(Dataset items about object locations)
--- Begin ---

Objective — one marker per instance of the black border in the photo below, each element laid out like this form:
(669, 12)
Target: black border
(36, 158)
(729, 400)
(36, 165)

--- End ---

> _Instructions to follow_: Rewrite the items with every "black border" changed to "dark frame", leaving everything else as it is.

> _Full solution_:
Objective — one marker per instance of the dark frame in the photo below, each element laid out like this form:
(669, 12)
Target: dark frame
(36, 158)
(729, 400)
(36, 165)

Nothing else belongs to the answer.